Selected passage
▽
As a bit of a disclaimer, I will say that occasionally Savannah will still forget to retrieve to hand for me if the game with the border collie gets really exciting. As long as I wait her out, she gets back into the swing of things fairly quickly.


----------



## mswhipple (Mar 7, 2011)

Wish I could help you with some good advice, but alas, Willie is also inconsistent. Sometimes he retrieves to hand, sometimes he drops it three feet away from me. We struggle with that, too!


----------



## veifera (Apr 25, 2012)

How about random treating (so she would keep guessing), with stuff she has never had before? I'm staying away from liver for that moment (that will come) when nothing else works.... 😜


----------



## Ozkar (Jul 4, 2011)

Went back to basic training today. I toughened up on her and she came good. She wasn't happy about it though poor girl. But, I toughened up in all areas. No grey any more, just back to black and white. I think she will be happier in a few days.  Might be a little dose of the terrible threes....she is three in March or April (we don't know really...just a guess as she was an unknown rescue)


----------



## Darcy1311 (May 27, 2012)

Darcy has all of a sudden turned real timid on a day time walk, she hears gun shot from a distance and cowers behind me, she is 22 months old and has always been great on a walk, retrieving from water and chasing squirrels etc etc..and was used to the sound of guns.but now it's all changed something has spooked her, she only likes going out after dark and will chase a ball etc in the evening...I have ordered a starting pistol and I am going to try and do some training with her to get her back to normal...if anybody has any suggestions on helping her with her fear I would be grateful..


----------



## texasred (Jan 29, 2012)
△
Raw data
▽
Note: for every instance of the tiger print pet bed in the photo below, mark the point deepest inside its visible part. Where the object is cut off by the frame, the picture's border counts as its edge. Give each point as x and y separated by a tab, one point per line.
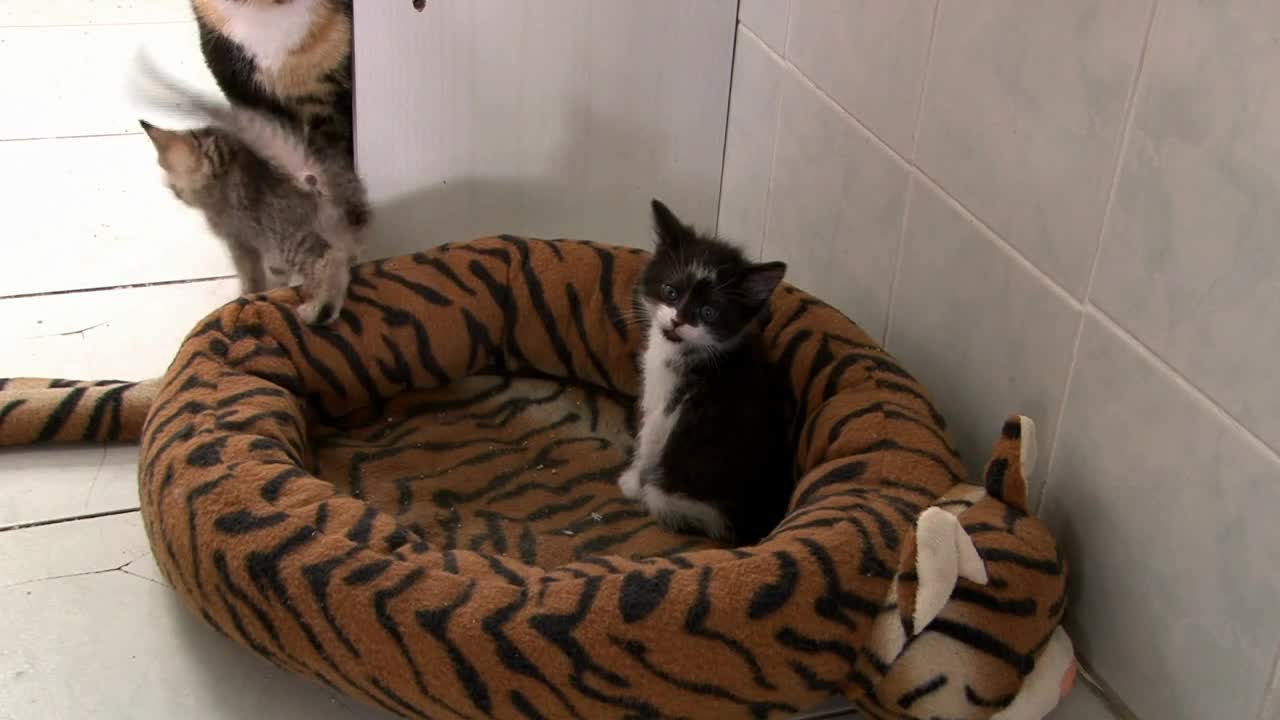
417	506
△
Written task 1
In the dog training thread, how old is Darcy?
Written task 2
Please continue the dog training thread from the point where it stops.
The listing comes from a different source than the dog training thread.

Exercise response 1
22 months old

Exercise response 2
Ozkar said:


> Went back to basic training today. I toughened up on her and she came good. She wasn't happy about it though poor girl. But, I toughened up in all areas. No grey any more, just back to black and white. I think she will be happier in a few days.  Might be a little dose of the terrible threes....she is three in March or April (we don't know really...just a guess as she was an unknown rescue)


I struggle with the same problem. 
I make the dogs deliver to hand and my husband doesn't.
Going back to basic training should put you on the right course.
If your toughing up on her training, make sure she has happy play time for a job well done at the end of your training sessions.


----------



## Darcy1311 (May 27, 2012)

Darcy1311 said:


> Darcy has all of a sudden turned real timid on a day time walk, she hears gun shot from a distance and cowers behind me, she is 22 months old and has always been great on a walk, retrieving from water and chasing squirrels etc etc..and was used to the sound of guns.but now it's all changed something has spooked her, she only likes going out after dark and will chase a ball etc in the evening...I have ordered a starting pistol and I am going to try and do some training with her to get her back to normal...if anybody has any suggestions on helping her with her fear I would be grateful..


......................Hello anyone out there willing to help a forum member....


----------



## SkyyMax (Apr 5, 2012)

Darcy - unfortunately I can't offer any advice, our Skyy is extremely gun shy. 

Although I think we are making some progress. She used to shut down and shiver like crazy every time she heard a gun shot from a distance. She is still very scared, but at least she does not leave my side vs. " loosing her mind" and running away.

I do not pay attention to her when she is scared so I would not reinforce a negative behavior. 

You have a big advantage - Darcy was OK with gunshots before.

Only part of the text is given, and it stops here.